» TASK DETAILS: Lay out the records from the line with "Target: black blazer lapel" up to and including the line with "580 279 L 578" as a Markdown table with the columns Row and Line. Number each row, and leave out any blank lines.

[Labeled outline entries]
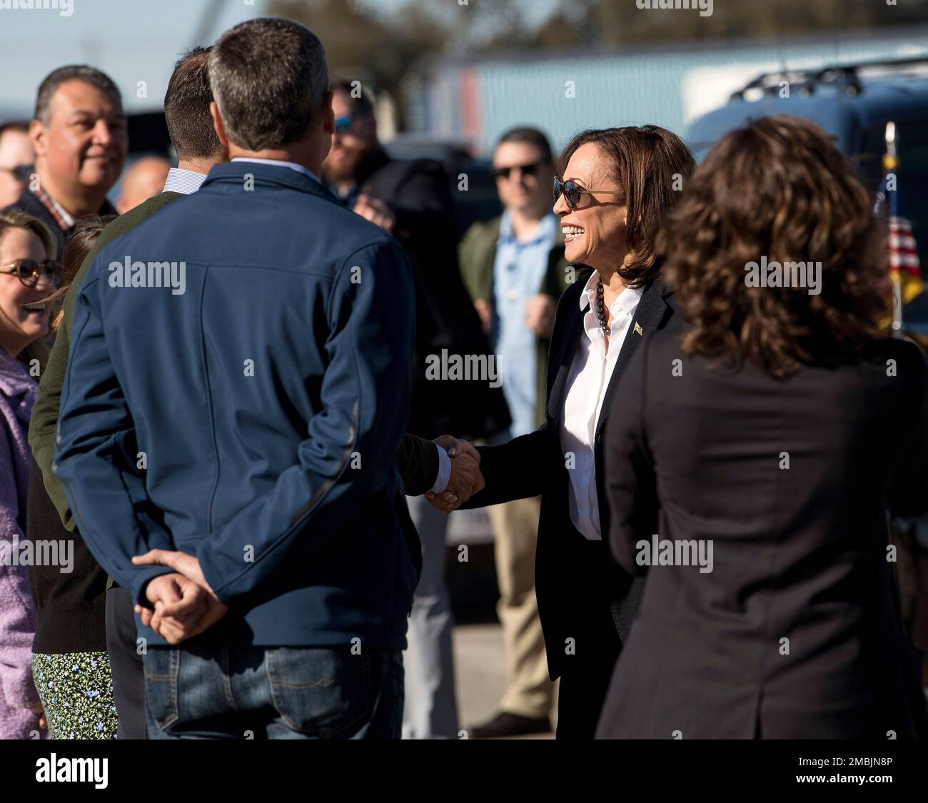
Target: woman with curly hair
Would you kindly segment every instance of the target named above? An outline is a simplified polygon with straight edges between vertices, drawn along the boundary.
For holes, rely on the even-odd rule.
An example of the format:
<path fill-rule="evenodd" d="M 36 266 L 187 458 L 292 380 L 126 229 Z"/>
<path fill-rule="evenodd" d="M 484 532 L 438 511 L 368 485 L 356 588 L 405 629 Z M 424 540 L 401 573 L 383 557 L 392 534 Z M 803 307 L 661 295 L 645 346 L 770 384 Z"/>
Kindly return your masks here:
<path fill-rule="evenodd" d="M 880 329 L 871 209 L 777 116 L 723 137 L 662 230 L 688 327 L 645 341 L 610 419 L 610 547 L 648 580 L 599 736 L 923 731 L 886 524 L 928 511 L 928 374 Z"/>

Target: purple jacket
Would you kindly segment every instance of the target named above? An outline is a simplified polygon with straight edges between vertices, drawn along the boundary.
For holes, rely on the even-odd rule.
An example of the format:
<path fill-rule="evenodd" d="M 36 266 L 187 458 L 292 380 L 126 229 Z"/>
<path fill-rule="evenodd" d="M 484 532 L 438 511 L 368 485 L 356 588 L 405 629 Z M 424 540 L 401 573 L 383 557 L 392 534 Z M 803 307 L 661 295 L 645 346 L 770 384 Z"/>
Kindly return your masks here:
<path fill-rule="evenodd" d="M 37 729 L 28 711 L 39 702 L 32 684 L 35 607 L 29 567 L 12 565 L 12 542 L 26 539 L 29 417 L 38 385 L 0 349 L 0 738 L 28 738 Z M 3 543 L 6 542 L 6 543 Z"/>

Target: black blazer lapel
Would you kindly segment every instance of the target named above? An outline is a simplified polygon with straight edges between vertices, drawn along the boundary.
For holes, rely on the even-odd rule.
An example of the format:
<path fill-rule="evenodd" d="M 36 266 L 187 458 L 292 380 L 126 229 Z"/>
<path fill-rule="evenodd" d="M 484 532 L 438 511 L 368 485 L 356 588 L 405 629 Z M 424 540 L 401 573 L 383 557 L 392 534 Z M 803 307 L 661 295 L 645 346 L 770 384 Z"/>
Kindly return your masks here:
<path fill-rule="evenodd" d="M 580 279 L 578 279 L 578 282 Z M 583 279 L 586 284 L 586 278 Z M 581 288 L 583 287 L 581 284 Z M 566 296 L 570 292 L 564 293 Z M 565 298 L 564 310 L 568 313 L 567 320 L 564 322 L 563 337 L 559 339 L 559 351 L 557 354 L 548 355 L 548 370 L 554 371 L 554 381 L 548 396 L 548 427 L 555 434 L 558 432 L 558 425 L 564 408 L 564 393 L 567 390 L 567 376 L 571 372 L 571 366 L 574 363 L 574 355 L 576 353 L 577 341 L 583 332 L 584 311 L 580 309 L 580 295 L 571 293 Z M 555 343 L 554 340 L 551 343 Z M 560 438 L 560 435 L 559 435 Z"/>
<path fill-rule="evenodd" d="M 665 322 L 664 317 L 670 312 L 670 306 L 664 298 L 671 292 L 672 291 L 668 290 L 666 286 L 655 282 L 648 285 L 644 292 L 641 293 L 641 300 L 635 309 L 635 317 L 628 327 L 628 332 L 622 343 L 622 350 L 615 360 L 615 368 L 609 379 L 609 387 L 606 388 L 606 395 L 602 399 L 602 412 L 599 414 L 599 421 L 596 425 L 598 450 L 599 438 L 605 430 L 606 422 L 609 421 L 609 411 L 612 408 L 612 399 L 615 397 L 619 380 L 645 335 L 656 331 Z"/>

==

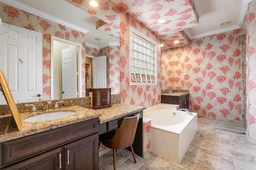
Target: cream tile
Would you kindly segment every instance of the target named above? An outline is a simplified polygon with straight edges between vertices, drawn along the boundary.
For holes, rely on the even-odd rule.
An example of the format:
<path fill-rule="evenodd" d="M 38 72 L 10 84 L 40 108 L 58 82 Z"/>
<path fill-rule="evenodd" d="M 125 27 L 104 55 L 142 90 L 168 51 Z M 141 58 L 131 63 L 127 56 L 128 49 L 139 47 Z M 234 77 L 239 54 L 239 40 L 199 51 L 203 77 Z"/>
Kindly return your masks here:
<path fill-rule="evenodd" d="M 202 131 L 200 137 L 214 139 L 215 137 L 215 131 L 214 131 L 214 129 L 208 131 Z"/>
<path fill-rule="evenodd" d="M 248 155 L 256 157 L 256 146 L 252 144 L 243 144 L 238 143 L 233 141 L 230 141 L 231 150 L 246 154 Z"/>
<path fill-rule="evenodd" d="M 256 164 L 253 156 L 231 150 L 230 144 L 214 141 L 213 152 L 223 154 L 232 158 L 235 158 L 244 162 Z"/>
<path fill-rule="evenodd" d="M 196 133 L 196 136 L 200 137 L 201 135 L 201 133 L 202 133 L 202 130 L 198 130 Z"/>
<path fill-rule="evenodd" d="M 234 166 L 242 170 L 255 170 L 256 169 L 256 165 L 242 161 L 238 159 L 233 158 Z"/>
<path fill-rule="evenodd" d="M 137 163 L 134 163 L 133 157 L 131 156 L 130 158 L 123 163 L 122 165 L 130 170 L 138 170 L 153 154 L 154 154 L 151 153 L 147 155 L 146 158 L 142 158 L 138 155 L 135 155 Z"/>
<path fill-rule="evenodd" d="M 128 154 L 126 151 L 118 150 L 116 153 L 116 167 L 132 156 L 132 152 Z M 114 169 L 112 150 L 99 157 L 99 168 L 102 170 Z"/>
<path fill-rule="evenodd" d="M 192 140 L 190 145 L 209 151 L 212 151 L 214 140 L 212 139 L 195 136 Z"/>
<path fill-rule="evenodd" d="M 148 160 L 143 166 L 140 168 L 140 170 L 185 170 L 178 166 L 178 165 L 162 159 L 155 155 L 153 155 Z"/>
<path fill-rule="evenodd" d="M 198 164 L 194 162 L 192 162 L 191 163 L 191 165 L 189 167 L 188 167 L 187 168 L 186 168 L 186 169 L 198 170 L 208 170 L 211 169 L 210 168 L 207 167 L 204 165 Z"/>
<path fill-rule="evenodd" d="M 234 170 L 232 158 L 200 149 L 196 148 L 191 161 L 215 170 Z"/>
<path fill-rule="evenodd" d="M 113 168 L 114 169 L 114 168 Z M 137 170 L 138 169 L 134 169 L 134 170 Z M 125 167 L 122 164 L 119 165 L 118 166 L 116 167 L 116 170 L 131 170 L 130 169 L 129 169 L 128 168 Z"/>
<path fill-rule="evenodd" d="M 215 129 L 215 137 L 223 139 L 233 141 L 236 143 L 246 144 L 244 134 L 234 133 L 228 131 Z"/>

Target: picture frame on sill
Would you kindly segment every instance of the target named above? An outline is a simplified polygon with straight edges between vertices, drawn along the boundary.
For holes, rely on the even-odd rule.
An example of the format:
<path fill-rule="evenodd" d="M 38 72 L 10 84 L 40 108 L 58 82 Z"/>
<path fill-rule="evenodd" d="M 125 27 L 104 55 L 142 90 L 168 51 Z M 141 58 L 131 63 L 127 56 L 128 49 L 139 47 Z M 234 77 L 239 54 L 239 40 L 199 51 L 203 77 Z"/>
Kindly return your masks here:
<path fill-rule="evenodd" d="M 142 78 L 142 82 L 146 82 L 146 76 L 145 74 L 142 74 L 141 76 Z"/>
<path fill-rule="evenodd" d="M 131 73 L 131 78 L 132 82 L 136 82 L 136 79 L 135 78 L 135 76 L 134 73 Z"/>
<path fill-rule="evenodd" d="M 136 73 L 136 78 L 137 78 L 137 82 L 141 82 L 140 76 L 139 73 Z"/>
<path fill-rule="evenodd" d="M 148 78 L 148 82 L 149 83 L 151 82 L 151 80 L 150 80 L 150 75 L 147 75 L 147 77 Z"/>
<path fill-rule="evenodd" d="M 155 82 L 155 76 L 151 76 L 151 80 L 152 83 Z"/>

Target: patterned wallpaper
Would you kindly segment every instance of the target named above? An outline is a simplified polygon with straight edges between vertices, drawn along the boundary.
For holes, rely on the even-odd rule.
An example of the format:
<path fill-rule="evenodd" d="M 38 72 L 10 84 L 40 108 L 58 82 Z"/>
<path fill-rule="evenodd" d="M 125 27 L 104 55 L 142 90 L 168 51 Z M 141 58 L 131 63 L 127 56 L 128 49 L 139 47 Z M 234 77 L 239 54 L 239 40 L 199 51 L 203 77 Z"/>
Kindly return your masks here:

» ANSWER TO THIS TASK:
| Row | Line |
|---|---|
| 1 | Target: black blazer lapel |
| 2 | Would you kindly segment every instance of the target named above? An outline is a simplified polygon with straight edges between vertices, drawn along the boundary. |
| 3 | For holes, rely on the even-odd rule. |
| 4 | An example of the format: |
| 5 | <path fill-rule="evenodd" d="M 36 266 L 187 458 L 292 380 L 126 229 Z"/> |
| 6 | <path fill-rule="evenodd" d="M 484 532 L 438 511 L 368 485 L 356 588 L 405 629 Z M 424 540 L 401 573 L 383 557 L 392 534 Z M 803 307 L 661 295 L 645 346 L 770 384 Z"/> |
| 7 | Kindly return your masks here: |
| 8 | <path fill-rule="evenodd" d="M 580 279 L 578 279 L 578 282 Z M 583 279 L 586 284 L 586 278 Z M 581 288 L 583 287 L 581 284 Z M 566 296 L 570 292 L 564 293 Z M 565 298 L 564 310 L 568 313 L 567 320 L 564 322 L 563 337 L 559 339 L 559 351 L 557 354 L 548 355 L 548 370 L 554 371 L 554 381 L 548 396 L 548 427 L 555 434 L 558 432 L 558 425 L 564 408 L 564 393 L 567 390 L 567 376 L 571 372 L 571 366 L 574 363 L 574 355 L 576 353 L 577 341 L 583 332 L 584 311 L 580 309 L 580 295 L 571 293 Z M 555 343 L 554 340 L 551 343 Z M 560 438 L 560 435 L 559 435 Z"/> |